### The request:
List each line of the material below that contains the word "house", copying every such line in full.

[Begin Supplied material]

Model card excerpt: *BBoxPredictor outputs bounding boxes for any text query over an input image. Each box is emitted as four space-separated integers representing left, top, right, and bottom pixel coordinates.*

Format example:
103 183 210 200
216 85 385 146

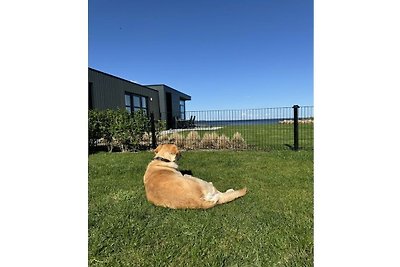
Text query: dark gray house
88 68 191 128
146 84 191 129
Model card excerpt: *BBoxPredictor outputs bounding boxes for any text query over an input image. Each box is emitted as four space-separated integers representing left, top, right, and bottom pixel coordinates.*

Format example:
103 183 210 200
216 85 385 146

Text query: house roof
145 83 192 100
89 67 158 92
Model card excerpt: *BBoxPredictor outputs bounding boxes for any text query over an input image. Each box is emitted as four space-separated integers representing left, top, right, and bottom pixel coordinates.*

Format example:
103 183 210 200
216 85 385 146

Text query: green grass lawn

[End Supplied material]

### Finished answer:
Text query: dark gray house
Text query: house roof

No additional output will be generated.